§ **Reading passage**:
The court must also review the decision by the ALJ to determine if an error of law has been committed. Smith v. Sullivan, 982 F.2d 308, 311 (8th Cir. 1992); 42 U.S.C. § 405(g). Specifically, a court must evaluate whether the ALJ applied an erroneous legal standard in the disability analysis. Erroneous interpretations of law will be reversed. Walker v. Apfel, 141 F.3d 852, 853 (8th Cir. 1998)(citations omitted). The Commissioner's conclusions of law are only persuasive, not binding, on the reviewing court. Smith, 982 F.2d at 311.

B. The Disability Determination and the Five-Step Procedure

Social Security law defines disability as the inability to do any substantial gainful activity by reason of any medically determinable physical or mental impairment which can be expected to result in death or which has lasted or can be expected to last for a continuous period of not less than twelve months. 42 U.S.C. §§ 416(I), 423(d)(1); 20 C.F.R. § 404.1505. The impairment must be severe, making the claimant unable to do his previous work, or any other substantial gainful activity which exists in the national economy. 42 U.S.C. § 423(d)(2); 20 C.F.R. §§ 404.1505-404.1511.

Although Ms. Viessman has applied for both Title II and Title XVI benefits, for the sake of simplicity, the court herein cites to only the regulations applicable to Title II where the corresponding Title XVI regulation is identical. It is understood that both Titles are applicable to Ms. Viessman's application. Any divergence between the regulations for either Title will be noted.

The ALJ applies a five-step procedure to decide whether an applicant is disabled. This sequential analysis is mandatory for all SSI and SSD/DIB applications. Smith v. Shalala, 987 F.2d 1371, 1373 (8th Cir. 1993); 20 C.F.R. § 404.1520. The five steps are as follows:

Step One: Determine whether the applicant is presently engaged in substantial gainful activity. 20 C.F.R. § 404.1520(b). If the applicant is engaged in substantial gainful activity, he is not disabled and the inquiry ends at this step.

Step Two: Determine whether the applicant has an impairment or combination of impairments that are severe, i.e. whether any of the applicant's impairments or combination of impairments significantly limit his physical or mental ability to do basic work activities. 20 C.F.R. § 404.1520(c). If there is no such impairment or combination of impairments the applicant is not disabled and the inquiry ends at this step. NOTE: the regulations prescribe a special procedure for analyzing mental impairments to determine whether they are severe. Browning v. Sullivan, 958 F.2d 817, 821 (8th Cir. 1992); 20 C.F.R. § 1520a. This special procedure includes completion of a Psychiatric Review Technique Form (PRTF).

§ **Records shown**:
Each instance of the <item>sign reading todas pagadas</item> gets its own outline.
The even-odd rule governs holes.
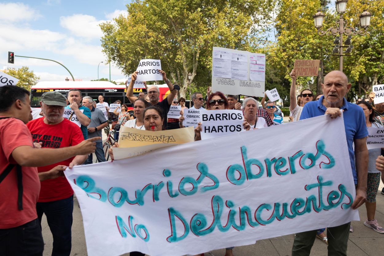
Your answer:
[[[317,76],[320,60],[296,60],[293,70],[298,76]]]
[[[290,143],[260,147],[269,129]],[[342,117],[269,129],[67,169],[88,255],[195,255],[358,220]]]

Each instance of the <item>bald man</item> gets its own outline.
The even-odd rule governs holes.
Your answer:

§ **Tasks and exercises**:
a) Reproduce the passage on Social Security disability review word for word, from the words containing "Step One: Determine" through the words ending with "he is not disabled and the inquiry ends at this step.".
b) Continue the passage on Social Security disability review from where it stops.

§ **Per-task outputs**:
a)
Step One: Determine whether the applicant is presently engaged in substantial gainful activity. 20 C.F.R. § 404.1520(b). If the applicant is engaged in substantial gainful activity, he is not disabled and the inquiry ends at this step.

b)
Step Three: Determine whether any of the severe impairments identified in Step Two meets or equals a "Listing" in Appendix 1, Subpart P, Part 404. 20 C.F.R. § 404.1520(d). If an impairment meets or equals a Listing, the applicant will be considered disabled without further inquiry. Bartlett v. Heckler, 777 F.2d 1318, 1320 n.2 (8th Cir. 1985). This is because the regulations recognize the "Listed" impairments are so severe that they prevent a person from pursuing any gainful work. Heckler v. Campbell, 461 U.S. 458, 460, (1983). If the applicant's impairment(s) are severe but do not meet or equal a Listed impairment the ALJ must proceed to step four. NOTE: The "special procedure" for mental impairments also applies to determine whether a severe mental impairment meets or equals a Listing. 20 C.F.R. § 1520a(c)(2).

Step Four: Determine whether the applicant is capable of performing past relevant work (PRW). To make this determination, the ALJ considers the limiting effects of all the applicant's impairments, (even those that are not severe) to determine the applicant's residual functional capacity (RFC). If the applicant's RFC allows him to meet the physical and mental demands of his past work, he is not disabled. 20 C.F.R. §§ 404.1520(e); 404.1545(e). If the applicant's RFC does not allow him to meet the physical and mental demands of his past work, the ALJ must proceed to Step Five.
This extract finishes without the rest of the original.